Texte du document —
***
Un accompagnement individuel ou en groupe par un psychologue du travail ou un coach professionnel accrédité pour aller soit vers les racines du comportement ou vivre avec cette différence et en tenir compte dans ses relations au travail.
Des espaces de parole confidentiels pour libérer les souffrances latentes. Le projet des « Tuteurs de Résilience » porté par l’association Envie 2 Résilience contribue à la création de ce cadre propice et de plus en plus de structures mettent en place des écoutes par des pairs formés…

Des formations à la communication non violente et à la gestion des émotions afin de favoriser la compréhension du message que véhicule chacune de nos émotions.
***
Données à analyser —
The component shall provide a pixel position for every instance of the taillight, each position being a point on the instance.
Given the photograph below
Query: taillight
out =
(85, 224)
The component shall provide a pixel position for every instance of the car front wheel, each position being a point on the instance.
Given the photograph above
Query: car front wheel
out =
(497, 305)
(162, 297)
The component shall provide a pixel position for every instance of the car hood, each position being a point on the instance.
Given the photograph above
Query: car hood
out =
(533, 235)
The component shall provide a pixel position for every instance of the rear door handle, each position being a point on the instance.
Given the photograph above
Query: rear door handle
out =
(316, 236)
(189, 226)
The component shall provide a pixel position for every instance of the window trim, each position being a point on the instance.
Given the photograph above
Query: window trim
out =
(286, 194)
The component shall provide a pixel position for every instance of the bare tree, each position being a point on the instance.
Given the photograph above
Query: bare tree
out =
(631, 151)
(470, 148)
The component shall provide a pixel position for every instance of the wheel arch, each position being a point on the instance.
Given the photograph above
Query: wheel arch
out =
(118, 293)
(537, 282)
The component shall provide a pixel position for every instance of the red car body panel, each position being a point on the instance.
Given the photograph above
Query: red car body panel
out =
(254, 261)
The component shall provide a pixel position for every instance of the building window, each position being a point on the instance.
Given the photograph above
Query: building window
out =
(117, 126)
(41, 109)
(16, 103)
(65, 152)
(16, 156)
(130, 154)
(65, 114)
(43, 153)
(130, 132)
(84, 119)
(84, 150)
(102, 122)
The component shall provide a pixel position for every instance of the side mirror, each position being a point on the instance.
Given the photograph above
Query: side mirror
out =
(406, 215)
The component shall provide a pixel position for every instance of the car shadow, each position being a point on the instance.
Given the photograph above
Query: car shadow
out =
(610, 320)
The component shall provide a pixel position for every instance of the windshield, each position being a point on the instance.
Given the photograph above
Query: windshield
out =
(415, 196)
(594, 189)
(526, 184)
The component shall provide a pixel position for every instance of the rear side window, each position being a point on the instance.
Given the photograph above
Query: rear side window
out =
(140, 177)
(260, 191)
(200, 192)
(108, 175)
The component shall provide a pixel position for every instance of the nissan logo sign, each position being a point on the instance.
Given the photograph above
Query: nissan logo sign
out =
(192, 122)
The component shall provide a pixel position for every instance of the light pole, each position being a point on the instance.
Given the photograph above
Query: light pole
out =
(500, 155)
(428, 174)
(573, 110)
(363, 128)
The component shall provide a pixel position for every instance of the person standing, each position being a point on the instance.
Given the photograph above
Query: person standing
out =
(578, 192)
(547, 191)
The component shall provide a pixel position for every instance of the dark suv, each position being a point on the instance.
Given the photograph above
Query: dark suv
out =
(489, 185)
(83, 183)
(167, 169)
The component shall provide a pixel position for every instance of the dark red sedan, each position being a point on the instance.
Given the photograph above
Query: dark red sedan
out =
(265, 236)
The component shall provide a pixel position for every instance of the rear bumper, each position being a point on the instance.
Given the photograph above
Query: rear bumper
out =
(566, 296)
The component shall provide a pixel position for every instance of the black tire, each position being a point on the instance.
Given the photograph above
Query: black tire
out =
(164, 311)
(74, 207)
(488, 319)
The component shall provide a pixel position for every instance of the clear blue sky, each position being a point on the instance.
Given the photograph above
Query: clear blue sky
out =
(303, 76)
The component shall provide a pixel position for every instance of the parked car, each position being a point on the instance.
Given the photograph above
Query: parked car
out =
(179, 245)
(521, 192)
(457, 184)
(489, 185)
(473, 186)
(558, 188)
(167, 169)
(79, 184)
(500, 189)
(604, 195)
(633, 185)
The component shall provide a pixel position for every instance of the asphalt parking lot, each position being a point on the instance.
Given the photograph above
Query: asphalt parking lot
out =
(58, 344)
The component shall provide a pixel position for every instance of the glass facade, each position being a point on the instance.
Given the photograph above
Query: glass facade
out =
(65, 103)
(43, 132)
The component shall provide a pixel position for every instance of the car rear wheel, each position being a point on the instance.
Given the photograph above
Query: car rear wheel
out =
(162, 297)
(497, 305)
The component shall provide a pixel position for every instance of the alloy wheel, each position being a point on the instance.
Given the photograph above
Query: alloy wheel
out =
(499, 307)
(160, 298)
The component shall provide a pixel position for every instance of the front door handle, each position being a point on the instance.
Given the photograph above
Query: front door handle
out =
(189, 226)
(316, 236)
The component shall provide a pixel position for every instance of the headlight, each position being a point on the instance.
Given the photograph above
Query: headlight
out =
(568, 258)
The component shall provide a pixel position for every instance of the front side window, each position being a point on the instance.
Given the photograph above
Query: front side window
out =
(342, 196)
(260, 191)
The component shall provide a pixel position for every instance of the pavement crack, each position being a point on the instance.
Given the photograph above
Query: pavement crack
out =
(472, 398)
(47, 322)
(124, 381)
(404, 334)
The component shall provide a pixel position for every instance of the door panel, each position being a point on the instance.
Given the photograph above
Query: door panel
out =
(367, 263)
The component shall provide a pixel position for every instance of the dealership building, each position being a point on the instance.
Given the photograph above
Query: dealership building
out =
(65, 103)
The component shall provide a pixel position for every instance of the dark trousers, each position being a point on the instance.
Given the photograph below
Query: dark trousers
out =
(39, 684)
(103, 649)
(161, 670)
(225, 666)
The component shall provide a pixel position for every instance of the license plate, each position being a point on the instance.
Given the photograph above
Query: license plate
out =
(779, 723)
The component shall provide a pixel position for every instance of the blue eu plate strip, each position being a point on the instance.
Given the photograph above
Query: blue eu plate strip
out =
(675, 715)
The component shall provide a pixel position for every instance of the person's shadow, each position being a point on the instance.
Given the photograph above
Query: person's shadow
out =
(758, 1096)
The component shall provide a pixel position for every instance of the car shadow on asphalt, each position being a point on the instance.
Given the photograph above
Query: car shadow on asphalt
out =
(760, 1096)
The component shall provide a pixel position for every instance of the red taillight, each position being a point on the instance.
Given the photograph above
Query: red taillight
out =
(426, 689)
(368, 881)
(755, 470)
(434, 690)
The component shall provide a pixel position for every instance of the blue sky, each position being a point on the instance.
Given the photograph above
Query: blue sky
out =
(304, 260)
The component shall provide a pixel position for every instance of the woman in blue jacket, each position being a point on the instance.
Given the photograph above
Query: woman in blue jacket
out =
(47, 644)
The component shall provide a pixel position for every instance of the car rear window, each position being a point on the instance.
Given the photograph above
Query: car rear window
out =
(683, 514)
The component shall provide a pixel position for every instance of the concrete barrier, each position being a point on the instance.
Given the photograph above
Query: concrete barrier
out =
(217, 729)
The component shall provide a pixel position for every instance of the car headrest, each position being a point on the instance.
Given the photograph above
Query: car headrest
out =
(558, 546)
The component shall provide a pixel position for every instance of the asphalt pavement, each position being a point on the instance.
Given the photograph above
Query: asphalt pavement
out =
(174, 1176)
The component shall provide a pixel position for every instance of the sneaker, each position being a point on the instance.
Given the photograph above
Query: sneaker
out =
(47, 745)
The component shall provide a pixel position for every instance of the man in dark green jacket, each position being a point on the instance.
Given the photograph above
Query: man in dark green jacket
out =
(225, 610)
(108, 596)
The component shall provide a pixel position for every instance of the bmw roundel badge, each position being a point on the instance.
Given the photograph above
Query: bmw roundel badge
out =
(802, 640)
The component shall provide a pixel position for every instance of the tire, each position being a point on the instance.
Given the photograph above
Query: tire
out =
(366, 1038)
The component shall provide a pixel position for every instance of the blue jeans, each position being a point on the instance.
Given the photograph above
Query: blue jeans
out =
***
Consigne A —
Répondez à ces questions d'après le texte sur l'accompagnement au travail :
(i) Quelle association porte le projet des « Tuteurs de Résilience » ?
(ii) Qui assure l'accompagnement individuel ou en groupe ?
(iii) Sur quels sujets portent les formations mentionnées ?
Consigne B — Poursuivez le texte sur l'accompagnement au travail à partir de sa dernière phrase.
Les items ne sont pas nécessaires ici.

Zone de réponse A —
(i) L'association Envie 2 Résilience.
(ii) Un psychologue du travail ou un coach professionnel accrédité.
(iii) La communication non violente et la gestion des émotions.

Zone de réponse B —
Le parcours de soin : cheminer vers soi

Sortir d’une dépendance affective ou sexuelle nécessite parfois un accompagnement pluridisciplinaire. La psychothérapie, et en particulier les approches cognitivo-comportementales (TCC), les thérapies d’attachement ou les thérapies de schémas, ont démontré leur efficacité. Dans certains cas, un accompagnement médical est requis pour stabiliser l’anxiété ou traiter une comorbidité (dépression, troubles de l’humeur).
Les groupes de parole comme les DASA (Dépendants Affectifs et Sexuels Anonymes) offrent également un espace de soutien non jugeant et structurant, souvent complémentaire au travail thérapeutique.
Enfin, dans les cas les plus sévères, une prise en charge en centre spécialisé en addictologie peut s’avérer nécessaire.

En conclusion : retrouver sa boussole intérieure

Sortir d’une dépendance affective ou sexuelle, c’est réapprendre à se choisir. Ce chemin vers soi exige de développer des compétences nouvelles, fruits d’un cheminement intérieur profond, long et parfois fragile, telles que :
1. L’ASSERTIVITÉ :apprendre à dire non sans culpabilité. « Ma personnalité est qui je suis, mon comportement dépend de qui vous êtes ! » Si l’auteur est inconnu cette pensée illustre très bien ma pensée dans ce domaine.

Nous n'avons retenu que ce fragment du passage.